• **WHAT IS BEING ASKED**
Can you output the stretch of the data below, from the line containing "Target: man's arm" through the line containing "column 930, row 187", as a JSON list of strings with one string per line and blank lines omitted?

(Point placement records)

%%

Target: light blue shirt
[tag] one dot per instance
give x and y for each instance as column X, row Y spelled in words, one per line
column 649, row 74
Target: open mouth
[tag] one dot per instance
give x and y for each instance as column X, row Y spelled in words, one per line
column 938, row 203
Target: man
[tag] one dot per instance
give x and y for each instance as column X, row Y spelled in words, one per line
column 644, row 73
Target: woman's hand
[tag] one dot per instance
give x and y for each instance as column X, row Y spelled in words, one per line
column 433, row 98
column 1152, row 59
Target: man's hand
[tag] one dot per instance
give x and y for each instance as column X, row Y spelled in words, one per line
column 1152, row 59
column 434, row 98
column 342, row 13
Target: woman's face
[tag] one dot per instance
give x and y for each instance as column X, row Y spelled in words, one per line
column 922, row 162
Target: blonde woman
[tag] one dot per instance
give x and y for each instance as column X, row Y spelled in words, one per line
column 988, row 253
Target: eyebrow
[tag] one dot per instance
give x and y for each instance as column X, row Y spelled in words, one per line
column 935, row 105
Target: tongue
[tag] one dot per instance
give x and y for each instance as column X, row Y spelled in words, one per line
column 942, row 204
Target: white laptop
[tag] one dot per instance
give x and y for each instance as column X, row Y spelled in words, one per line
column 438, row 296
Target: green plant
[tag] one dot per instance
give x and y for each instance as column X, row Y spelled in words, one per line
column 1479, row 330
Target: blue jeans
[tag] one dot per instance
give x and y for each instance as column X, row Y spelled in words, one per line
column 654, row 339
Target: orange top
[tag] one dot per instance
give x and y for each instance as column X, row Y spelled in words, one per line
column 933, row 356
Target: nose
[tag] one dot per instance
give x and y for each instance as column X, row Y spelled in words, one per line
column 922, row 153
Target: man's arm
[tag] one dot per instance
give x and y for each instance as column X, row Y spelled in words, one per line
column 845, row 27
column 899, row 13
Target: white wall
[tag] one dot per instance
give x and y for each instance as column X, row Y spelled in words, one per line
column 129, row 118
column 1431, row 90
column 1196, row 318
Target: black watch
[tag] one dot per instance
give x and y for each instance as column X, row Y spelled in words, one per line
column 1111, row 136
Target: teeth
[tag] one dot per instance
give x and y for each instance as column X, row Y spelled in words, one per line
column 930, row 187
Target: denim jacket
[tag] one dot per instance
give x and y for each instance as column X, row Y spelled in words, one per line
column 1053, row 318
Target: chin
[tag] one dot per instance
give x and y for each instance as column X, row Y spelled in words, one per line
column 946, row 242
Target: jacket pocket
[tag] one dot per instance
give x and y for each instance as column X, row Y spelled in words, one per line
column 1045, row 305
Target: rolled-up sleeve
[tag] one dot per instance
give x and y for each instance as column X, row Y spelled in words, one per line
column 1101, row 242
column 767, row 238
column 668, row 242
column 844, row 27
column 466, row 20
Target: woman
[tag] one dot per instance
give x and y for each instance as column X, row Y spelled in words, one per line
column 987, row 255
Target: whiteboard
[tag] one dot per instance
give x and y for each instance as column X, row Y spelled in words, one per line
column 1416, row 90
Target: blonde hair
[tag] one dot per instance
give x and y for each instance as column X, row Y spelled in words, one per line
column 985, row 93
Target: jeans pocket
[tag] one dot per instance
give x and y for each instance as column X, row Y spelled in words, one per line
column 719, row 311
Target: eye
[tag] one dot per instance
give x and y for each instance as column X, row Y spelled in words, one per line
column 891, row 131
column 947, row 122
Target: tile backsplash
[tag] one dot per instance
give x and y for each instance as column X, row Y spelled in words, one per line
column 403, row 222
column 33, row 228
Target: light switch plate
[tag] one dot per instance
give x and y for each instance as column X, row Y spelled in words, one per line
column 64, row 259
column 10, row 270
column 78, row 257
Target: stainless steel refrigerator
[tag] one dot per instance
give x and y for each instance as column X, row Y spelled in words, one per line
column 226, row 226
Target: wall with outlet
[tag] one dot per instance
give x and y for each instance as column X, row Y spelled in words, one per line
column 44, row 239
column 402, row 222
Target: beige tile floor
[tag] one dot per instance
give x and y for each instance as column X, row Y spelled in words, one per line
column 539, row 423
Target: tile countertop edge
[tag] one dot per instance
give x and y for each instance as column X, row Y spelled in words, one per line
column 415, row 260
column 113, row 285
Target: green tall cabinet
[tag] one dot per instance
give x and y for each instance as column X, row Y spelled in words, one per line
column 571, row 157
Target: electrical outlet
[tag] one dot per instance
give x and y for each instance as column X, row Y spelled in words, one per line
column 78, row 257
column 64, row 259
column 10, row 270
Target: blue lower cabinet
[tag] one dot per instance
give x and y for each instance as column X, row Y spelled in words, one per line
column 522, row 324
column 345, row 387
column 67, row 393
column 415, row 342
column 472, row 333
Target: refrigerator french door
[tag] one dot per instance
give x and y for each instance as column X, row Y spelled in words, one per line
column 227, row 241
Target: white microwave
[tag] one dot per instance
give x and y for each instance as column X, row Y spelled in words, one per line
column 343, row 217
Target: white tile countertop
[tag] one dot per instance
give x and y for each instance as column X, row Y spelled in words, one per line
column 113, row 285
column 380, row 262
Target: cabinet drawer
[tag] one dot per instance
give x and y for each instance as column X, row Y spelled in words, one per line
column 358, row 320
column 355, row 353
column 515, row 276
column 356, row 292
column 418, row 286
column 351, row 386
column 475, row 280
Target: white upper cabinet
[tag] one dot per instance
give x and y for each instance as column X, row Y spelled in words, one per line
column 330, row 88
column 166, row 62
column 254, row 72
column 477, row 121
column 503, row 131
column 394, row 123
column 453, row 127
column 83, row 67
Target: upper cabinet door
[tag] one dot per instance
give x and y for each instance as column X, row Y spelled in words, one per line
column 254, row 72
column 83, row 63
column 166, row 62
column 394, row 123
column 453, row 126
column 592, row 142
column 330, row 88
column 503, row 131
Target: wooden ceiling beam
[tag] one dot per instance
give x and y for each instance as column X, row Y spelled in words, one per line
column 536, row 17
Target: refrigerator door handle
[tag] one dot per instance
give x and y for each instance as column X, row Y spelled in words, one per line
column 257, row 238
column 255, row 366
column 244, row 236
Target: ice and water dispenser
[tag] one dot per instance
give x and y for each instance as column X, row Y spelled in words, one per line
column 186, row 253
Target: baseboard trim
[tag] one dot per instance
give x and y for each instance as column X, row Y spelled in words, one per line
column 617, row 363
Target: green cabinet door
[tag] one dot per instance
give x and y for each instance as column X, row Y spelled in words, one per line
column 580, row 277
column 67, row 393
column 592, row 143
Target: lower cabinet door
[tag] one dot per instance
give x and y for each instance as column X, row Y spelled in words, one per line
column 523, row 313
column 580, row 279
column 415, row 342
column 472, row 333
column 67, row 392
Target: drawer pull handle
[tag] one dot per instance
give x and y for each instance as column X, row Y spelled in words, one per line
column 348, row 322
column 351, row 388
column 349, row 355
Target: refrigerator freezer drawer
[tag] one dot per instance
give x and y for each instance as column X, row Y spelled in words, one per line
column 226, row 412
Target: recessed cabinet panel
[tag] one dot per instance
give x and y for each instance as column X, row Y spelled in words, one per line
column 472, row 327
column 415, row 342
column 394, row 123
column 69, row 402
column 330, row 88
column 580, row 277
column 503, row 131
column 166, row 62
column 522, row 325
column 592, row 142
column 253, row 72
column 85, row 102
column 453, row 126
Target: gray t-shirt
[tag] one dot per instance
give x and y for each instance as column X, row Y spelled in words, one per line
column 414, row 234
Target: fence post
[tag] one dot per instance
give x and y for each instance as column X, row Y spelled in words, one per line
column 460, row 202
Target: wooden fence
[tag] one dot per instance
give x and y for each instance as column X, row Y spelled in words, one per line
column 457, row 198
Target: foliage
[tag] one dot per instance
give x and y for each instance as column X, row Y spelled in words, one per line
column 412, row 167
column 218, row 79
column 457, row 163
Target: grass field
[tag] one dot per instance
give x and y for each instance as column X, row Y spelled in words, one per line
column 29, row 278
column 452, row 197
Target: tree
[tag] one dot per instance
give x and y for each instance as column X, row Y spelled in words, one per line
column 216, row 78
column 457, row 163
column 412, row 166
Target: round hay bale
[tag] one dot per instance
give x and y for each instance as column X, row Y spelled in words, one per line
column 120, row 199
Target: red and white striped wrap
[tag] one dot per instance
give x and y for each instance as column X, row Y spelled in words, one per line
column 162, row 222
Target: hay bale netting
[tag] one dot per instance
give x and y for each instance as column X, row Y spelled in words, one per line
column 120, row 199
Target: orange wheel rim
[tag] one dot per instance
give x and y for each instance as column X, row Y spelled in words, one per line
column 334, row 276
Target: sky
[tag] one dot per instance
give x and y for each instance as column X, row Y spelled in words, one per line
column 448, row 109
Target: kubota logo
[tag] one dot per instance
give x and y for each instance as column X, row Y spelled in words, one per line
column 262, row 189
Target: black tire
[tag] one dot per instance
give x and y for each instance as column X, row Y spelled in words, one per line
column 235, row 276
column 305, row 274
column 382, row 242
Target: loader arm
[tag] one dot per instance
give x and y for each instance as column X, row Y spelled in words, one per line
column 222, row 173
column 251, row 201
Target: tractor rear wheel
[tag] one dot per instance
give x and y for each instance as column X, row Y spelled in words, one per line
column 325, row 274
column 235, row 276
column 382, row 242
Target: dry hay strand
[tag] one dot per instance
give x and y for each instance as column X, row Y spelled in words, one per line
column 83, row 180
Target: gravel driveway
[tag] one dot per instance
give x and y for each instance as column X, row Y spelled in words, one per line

%%

• **FINISHED EXERCISE**
[
  "Target: man's arm",
  "[tag] one dot per instance",
  "give x and y for each instance as column X, row Y spelled in words, one per line",
  "column 845, row 27",
  "column 899, row 13",
  "Target: white wall",
  "[tag] one dot per instance",
  "give x and y for each instance as column X, row Y spelled in words, one per line",
  "column 129, row 118",
  "column 1431, row 90",
  "column 1196, row 318",
  "Target: black watch",
  "[tag] one dot per instance",
  "give x and y for each instance as column X, row Y spelled in words, one per line",
  "column 1111, row 136",
  "Target: teeth",
  "[tag] one dot per instance",
  "give x and y for each instance as column X, row Y spelled in words, one per line",
  "column 930, row 187"
]